◆ Try it
Your reply must contain exactly the lines running from the one with "Where can the white baby" to the last line of the entries below, both included, and no other lines.

◆ Material provided
◆ ◆ ◆ ◆ ◆
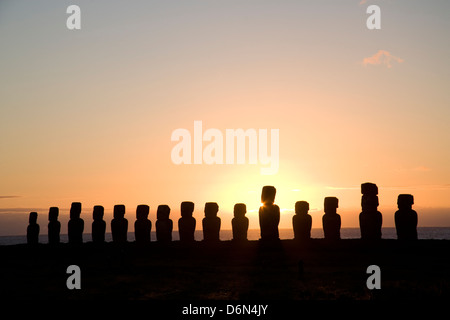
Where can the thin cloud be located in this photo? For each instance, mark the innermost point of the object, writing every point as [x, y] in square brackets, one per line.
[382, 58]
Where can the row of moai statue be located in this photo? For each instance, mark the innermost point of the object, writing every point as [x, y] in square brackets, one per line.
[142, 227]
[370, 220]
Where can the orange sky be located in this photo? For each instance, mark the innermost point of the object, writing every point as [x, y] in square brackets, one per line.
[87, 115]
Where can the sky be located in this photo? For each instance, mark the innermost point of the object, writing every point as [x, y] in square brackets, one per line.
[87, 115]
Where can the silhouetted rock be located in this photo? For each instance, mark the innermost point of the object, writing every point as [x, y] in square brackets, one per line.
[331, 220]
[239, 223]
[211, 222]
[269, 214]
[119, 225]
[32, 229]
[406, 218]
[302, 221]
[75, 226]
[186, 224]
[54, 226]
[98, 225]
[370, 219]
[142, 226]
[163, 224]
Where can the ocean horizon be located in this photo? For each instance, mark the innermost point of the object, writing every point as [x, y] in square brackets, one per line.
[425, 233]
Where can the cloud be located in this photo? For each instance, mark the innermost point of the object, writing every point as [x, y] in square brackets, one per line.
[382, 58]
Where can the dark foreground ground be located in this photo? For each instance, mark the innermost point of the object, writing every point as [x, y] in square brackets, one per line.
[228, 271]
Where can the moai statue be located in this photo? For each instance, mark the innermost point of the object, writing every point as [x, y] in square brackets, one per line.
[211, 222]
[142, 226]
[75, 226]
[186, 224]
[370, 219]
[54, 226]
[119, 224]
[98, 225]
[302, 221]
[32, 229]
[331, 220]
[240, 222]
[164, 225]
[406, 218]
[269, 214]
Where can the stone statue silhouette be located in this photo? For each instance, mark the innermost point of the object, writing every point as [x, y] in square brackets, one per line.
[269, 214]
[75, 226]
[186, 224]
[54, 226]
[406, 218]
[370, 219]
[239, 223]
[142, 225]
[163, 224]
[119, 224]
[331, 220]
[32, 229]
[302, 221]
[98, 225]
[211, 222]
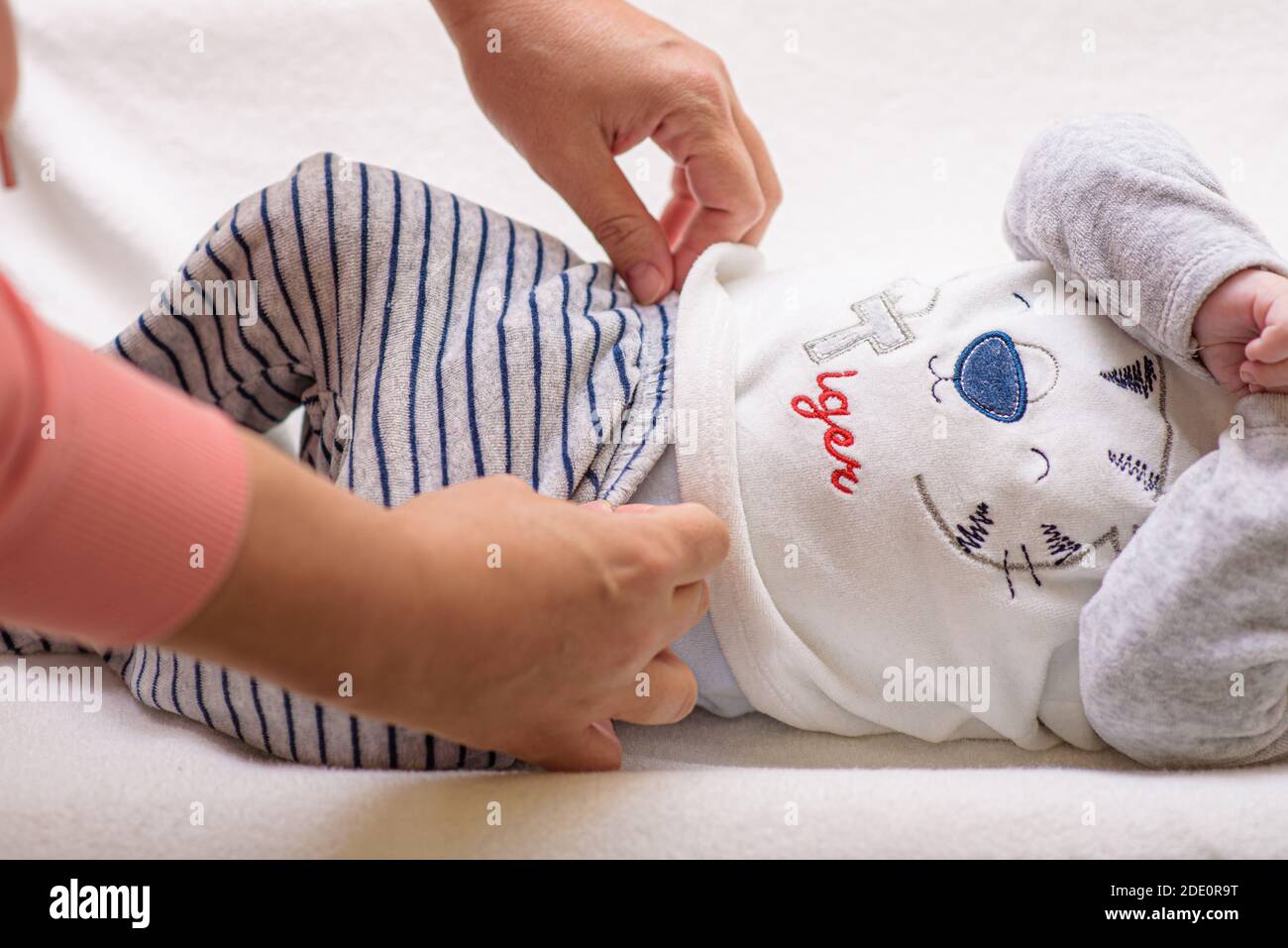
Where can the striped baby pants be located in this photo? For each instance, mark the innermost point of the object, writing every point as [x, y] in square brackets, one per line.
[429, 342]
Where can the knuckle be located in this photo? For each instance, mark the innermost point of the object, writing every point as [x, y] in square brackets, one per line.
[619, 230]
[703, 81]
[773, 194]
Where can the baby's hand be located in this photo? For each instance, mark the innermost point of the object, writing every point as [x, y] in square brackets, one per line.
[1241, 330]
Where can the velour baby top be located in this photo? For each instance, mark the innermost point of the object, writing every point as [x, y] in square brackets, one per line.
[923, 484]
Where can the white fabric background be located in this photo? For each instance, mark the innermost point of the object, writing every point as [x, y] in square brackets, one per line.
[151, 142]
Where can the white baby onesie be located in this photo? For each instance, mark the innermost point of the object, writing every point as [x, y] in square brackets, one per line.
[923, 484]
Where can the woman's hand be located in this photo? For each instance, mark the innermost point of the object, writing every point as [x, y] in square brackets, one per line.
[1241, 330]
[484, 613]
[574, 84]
◆ ◆ ◆ ◆ ◆
◆ Task result
Where can the white baby onesie be located in this photo? For each instance, mark the innermost point of the object, writing every point as [x, y] in square brackets, one per line.
[923, 484]
Where can the woman's hand be located in this photo? For each instance, mark the innermost point of the object, writing every point as [x, y] in square brackets, one per line.
[1241, 330]
[484, 613]
[574, 84]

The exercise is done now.